* **Required task**
Return every line of the material below word for word, with nothing changed, added, or left out.

Rows of box annotation data
--- BEGIN ---
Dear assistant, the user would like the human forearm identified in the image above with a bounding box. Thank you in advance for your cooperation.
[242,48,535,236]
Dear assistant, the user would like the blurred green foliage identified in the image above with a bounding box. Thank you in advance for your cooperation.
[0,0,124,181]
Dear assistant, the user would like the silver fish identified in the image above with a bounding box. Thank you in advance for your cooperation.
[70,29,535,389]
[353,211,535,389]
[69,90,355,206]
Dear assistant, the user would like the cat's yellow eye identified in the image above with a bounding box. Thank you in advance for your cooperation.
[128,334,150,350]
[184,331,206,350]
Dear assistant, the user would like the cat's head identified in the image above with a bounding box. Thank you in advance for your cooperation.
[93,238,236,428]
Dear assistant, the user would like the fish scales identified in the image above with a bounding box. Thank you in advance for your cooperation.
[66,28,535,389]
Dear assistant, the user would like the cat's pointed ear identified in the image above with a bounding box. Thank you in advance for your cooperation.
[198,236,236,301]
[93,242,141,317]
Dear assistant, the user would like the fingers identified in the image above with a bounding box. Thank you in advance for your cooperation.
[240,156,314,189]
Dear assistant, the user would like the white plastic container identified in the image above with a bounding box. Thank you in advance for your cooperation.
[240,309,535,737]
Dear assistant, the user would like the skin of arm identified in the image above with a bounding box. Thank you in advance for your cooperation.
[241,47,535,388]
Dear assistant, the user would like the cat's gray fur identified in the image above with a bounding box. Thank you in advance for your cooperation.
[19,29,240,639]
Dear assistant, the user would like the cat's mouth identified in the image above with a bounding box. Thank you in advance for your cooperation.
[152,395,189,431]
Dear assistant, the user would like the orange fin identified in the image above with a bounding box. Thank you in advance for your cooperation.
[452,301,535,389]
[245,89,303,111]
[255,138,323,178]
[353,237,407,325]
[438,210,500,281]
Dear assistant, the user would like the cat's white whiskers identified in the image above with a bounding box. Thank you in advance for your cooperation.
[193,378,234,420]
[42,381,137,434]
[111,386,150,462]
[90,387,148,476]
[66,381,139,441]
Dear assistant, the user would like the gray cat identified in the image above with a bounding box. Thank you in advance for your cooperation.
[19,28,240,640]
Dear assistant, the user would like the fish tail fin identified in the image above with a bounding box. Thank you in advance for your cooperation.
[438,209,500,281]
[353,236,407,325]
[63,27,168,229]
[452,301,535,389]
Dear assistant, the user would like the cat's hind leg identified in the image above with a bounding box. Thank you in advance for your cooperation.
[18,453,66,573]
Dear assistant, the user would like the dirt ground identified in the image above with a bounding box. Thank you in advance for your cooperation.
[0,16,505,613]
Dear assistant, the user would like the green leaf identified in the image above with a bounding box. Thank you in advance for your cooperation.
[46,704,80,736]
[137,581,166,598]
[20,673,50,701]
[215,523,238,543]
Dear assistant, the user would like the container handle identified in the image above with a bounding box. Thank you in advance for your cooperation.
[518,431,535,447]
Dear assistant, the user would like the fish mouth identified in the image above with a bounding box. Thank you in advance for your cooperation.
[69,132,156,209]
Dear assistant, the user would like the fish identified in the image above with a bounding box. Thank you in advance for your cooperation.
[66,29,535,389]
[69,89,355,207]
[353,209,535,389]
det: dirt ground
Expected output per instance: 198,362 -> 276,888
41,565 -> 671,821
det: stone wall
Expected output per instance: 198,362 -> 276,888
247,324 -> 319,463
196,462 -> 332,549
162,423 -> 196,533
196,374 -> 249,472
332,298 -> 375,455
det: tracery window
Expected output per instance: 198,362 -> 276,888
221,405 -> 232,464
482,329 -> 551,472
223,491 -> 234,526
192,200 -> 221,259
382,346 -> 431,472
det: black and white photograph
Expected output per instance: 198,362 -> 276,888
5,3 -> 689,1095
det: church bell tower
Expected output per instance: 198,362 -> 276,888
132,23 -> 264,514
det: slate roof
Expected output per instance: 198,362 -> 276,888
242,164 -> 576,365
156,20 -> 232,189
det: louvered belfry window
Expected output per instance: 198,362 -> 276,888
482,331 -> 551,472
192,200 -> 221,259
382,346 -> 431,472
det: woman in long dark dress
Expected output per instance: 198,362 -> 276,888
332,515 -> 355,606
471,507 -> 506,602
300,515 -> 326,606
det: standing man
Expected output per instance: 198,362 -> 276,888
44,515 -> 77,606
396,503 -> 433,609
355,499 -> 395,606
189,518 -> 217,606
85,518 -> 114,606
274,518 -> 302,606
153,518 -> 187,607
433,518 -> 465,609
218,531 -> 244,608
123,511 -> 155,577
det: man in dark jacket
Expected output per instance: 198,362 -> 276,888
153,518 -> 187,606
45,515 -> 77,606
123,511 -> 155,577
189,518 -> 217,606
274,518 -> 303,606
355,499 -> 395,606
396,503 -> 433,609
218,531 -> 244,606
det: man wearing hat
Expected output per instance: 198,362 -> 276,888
--- END ---
* **Complete output**
Dear assistant, the user would like the human forearm identified in the image above with a bounding box. Thank you in advance for your cooperation.
[242,48,535,236]
Dear assistant, the user would like the blurred green foliage identified in the image above with a bounding box. Thank you in advance for your cooperation.
[0,0,124,181]
Dear assistant, the user would like the silver fish identified in the image above with a bounding box. Thank you in advance for your cooperation.
[70,29,535,389]
[353,211,535,389]
[69,90,355,206]
Dear assistant, the user would like the cat's yellow eye identified in the image above with a bounding box. Thank you in advance for your cooperation.
[128,334,150,350]
[184,331,206,350]
Dear assistant, the user would like the cat's head identified in the image above with a bounding box. Thank you in advance for your cooperation.
[93,238,236,428]
Dear assistant, the user would like the fish scales identified in the image above with a bounding box. Thank you in advance for your cooperation.
[66,28,535,389]
Dear assistant, the user would like the cat's pointed ear identified in the image above with a bounding box. Thank you in advance for your cooperation.
[198,236,236,301]
[93,242,141,317]
Dear assistant, the user would like the fingers identified in the image above with a bounding box. Thank you in advance for your cooperation.
[240,156,314,189]
Dear assistant, the user would like the white plastic container identified in the image above with a bounding box. Thank you in advance for your cooperation.
[240,309,535,737]
Dear assistant, the user would like the skin of arm identified in the image above with a bounding box. Thank you in advance for your cooperation.
[241,47,535,388]
Dear assistant, the user would like the cat's gray fur identified in the image above with a bounding box. Thank you in advance for your cooperation.
[19,29,240,639]
Dear assistant, the user would like the cat's mouth identified in the image above with a bounding box. Thank you in advance for your cooperation.
[152,395,189,431]
Dear assistant, the user would like the orange fin identified in the image above with a bounding box. Thank you in advance for your cooperation.
[452,301,535,389]
[245,89,303,111]
[255,138,323,178]
[353,237,407,325]
[438,210,500,281]
Dear assistant, the user would like the cat's white whiskers identified in the image above with a bounding box. Thank you in advance for your cooperation.
[193,378,234,420]
[42,381,137,434]
[111,386,150,462]
[90,387,148,476]
[66,381,139,441]
Dear assistant, the user would like the gray cat identified in the image above with a bounding box. Thank you in advance for your cooperation.
[19,28,240,640]
Dear assistant, the user would like the fish tail fin identified in the image above with a bounding box. Thank you in advance for your cooperation.
[438,209,500,281]
[353,236,407,325]
[63,27,168,229]
[452,301,535,389]
Dear assistant, the user would like the cat's hind leg identified in the image above with a bounding box. Thank you in advance for your cooperation.
[18,453,66,573]
Dear assistant, the user would like the dirt ground identified in the image above with a bounding box. Thank you in advance for your cooperation.
[0,16,505,613]
Dear assistant, the user would like the green leaf identified in the image above with a bounding box. Thank you in advance for your cooperation.
[46,704,80,736]
[137,581,166,598]
[20,673,50,701]
[215,523,238,543]
Dear assistant, the user would like the container handle identified in the image above with a bounding box. Thank you in advance for your cooperation.
[518,431,535,447]
Dear assistant, the user would like the fish mouth identified in the image above with a bounding box. Thank you in advance for your cooperation.
[69,132,156,209]
Dear assistant, the user would like the fish identified in the image above with a bounding box. Thank you in advance for your cooperation.
[66,29,535,389]
[69,89,355,207]
[353,209,535,389]
det: dirt ground
Expected output per instance: 198,362 -> 276,888
41,565 -> 671,821
det: stone wall
Expected output per instance: 198,362 -> 276,888
247,324 -> 319,463
196,462 -> 332,549
162,423 -> 196,533
196,374 -> 249,472
332,298 -> 375,455
det: tracery window
Expected output per instance: 198,362 -> 276,888
221,405 -> 232,464
482,329 -> 551,472
223,491 -> 234,526
192,200 -> 221,259
382,346 -> 431,472
det: black and white photograph
Expected output per instance: 198,362 -> 276,888
5,3 -> 689,1095
det: church bell tower
Expected output per instance: 198,362 -> 276,888
132,23 -> 264,514
det: slate roof
Expected output per instance: 198,362 -> 276,888
242,164 -> 576,365
156,20 -> 232,189
det: louvered belfry window
Expected output per instance: 198,362 -> 276,888
482,331 -> 551,472
192,200 -> 221,259
382,346 -> 431,472
det: woman in long dark dress
Expected output per instance: 198,362 -> 276,888
332,515 -> 355,606
471,507 -> 506,602
300,515 -> 326,606
det: standing man
Expected output per instance: 198,362 -> 276,888
44,515 -> 77,606
396,503 -> 433,609
355,499 -> 395,606
189,518 -> 217,606
85,518 -> 114,606
274,518 -> 302,606
153,518 -> 187,607
433,518 -> 465,609
218,531 -> 244,608
123,511 -> 155,577
det: man in dark jacket
Expected output per instance: 198,362 -> 276,888
153,518 -> 187,606
45,515 -> 77,606
123,511 -> 155,577
189,518 -> 217,606
274,518 -> 303,606
355,499 -> 395,606
396,503 -> 433,609
218,531 -> 244,606
det: man wearing hat
Expected output per instance: 198,362 -> 276,888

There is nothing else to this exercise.